* The records *

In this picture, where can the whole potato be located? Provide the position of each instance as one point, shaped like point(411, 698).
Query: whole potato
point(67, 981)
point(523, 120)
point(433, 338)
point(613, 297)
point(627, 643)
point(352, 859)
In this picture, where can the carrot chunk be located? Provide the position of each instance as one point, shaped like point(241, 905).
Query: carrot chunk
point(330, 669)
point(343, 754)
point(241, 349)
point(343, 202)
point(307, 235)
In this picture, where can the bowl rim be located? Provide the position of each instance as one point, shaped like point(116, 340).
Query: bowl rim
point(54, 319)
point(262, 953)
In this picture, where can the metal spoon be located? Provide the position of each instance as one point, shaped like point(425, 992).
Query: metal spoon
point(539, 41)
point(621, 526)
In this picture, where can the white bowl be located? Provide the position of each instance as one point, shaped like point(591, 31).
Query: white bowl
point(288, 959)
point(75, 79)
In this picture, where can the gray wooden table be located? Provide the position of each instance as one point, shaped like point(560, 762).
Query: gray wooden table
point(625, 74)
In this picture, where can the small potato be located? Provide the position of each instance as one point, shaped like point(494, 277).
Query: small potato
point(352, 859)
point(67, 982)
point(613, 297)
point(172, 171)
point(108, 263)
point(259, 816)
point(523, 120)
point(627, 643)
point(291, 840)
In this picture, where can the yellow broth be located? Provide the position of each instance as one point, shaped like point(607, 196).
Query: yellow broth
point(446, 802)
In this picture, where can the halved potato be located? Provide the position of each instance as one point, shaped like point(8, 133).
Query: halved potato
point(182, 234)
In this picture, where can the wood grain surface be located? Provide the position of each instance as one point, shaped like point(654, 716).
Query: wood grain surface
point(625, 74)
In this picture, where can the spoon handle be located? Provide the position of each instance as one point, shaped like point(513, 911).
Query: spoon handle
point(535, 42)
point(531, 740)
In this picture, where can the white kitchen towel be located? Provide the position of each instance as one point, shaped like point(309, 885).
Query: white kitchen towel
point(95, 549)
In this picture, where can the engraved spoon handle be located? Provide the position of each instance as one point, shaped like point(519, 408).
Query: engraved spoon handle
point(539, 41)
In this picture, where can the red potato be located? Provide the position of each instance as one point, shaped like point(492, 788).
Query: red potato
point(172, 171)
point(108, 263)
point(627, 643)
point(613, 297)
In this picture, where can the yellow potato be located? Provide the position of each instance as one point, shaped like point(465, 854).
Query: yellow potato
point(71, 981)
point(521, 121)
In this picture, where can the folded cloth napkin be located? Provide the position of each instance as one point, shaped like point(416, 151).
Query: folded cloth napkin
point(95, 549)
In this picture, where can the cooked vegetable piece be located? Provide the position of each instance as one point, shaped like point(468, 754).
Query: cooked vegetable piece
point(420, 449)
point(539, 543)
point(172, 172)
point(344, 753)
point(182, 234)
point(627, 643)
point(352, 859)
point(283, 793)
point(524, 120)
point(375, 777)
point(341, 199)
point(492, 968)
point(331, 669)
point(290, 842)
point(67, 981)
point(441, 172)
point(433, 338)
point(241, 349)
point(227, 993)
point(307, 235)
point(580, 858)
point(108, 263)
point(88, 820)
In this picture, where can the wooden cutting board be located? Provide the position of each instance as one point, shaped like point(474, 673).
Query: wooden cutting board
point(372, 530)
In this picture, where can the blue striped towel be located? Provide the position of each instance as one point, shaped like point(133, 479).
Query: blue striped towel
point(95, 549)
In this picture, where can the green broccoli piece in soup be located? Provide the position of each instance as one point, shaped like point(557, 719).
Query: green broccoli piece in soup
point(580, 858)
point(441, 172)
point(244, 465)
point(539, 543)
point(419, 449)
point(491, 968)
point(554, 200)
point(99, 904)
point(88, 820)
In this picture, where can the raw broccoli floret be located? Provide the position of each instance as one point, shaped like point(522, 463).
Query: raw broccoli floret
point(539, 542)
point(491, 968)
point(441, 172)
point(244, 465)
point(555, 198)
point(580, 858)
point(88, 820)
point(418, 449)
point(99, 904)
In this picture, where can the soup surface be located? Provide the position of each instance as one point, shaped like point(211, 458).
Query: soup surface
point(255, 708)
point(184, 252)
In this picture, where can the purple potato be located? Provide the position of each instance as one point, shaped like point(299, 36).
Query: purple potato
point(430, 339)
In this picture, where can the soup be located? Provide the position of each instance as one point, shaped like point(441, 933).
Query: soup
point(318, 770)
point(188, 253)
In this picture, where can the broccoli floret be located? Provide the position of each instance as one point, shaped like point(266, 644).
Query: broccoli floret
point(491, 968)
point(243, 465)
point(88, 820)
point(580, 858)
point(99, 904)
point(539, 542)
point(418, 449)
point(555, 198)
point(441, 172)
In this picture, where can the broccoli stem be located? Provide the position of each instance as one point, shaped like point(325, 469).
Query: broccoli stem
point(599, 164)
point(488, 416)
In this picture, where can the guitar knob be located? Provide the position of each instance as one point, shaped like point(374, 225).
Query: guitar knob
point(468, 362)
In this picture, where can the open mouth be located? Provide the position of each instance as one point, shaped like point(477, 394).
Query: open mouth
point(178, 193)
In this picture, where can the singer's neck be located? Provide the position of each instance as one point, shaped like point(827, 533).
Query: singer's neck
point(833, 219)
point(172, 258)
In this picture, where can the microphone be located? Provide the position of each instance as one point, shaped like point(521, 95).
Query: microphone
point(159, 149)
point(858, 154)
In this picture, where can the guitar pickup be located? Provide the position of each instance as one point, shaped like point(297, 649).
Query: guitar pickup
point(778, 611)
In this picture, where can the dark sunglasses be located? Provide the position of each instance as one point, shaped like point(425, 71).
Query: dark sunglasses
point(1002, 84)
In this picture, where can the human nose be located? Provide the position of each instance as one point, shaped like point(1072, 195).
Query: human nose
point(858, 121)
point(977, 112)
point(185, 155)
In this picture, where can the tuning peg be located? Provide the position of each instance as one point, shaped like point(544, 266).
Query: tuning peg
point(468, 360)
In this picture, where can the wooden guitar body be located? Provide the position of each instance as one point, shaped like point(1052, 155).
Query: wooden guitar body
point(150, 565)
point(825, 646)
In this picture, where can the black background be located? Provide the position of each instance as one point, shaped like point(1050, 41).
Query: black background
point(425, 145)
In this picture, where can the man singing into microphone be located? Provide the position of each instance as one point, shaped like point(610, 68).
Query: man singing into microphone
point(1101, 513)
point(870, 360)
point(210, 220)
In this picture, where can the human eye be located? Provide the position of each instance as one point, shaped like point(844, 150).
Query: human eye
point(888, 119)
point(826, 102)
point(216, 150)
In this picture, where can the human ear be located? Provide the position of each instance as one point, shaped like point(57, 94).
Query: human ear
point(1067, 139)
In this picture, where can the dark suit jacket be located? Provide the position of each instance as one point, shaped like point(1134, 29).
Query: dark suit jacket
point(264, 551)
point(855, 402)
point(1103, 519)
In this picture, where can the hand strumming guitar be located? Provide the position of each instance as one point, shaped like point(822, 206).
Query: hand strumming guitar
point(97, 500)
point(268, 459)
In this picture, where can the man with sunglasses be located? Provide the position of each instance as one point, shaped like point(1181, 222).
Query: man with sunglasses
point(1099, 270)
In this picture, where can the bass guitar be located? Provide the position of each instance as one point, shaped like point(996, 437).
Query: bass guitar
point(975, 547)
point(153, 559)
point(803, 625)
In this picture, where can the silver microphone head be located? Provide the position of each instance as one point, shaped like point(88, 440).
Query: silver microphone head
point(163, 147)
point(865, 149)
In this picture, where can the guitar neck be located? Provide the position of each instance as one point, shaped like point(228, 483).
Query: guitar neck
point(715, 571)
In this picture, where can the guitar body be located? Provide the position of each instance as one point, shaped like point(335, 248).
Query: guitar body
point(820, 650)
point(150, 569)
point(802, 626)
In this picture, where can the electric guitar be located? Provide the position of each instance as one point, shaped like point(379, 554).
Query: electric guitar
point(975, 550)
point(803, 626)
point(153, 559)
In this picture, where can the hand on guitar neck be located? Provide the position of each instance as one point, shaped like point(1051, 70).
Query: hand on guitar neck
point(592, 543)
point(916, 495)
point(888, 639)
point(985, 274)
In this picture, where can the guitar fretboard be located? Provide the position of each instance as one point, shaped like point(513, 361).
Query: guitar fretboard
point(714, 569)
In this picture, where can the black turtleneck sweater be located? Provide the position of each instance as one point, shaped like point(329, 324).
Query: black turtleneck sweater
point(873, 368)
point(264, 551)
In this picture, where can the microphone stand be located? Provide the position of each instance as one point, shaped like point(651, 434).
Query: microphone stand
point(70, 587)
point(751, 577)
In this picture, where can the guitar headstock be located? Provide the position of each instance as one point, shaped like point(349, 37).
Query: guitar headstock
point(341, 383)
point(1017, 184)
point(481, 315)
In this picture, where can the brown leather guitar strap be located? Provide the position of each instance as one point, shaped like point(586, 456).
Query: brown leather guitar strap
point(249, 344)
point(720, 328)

* Requirements *
Turn the data from the line with "In this picture, where can the broccoli stem" to the line with "point(858, 154)" into a two-column CSV with the headers text and answer. Give each text and its answer one row, each in a single quoted field with line breaks replaced by spaces.

* Final result *
text,answer
"In this picture, where can the broccoli stem be located? Provide the position of each instance as one point, shaped like point(325, 469). Query: broccoli stem","point(599, 164) point(488, 416)"
"In this picture, where can the guitar knob be located? Provide the position of each instance as one point, shaped like point(374, 225). Query: guitar knob","point(468, 362)"
"In this picture, where can the open mouth be located? Provide the position of each instance as one point, shaped like point(477, 394). Query: open mouth","point(178, 193)"
"In this picture, where can the singer's neck be located? Provide the position of each instance as one point, shaped like point(827, 533). Query: singer's neck","point(833, 219) point(172, 258)"
"In this picture, where can the microphone be located? Provide the position of each instance as one point, shaped like point(521, 95). Query: microphone","point(159, 149) point(858, 154)"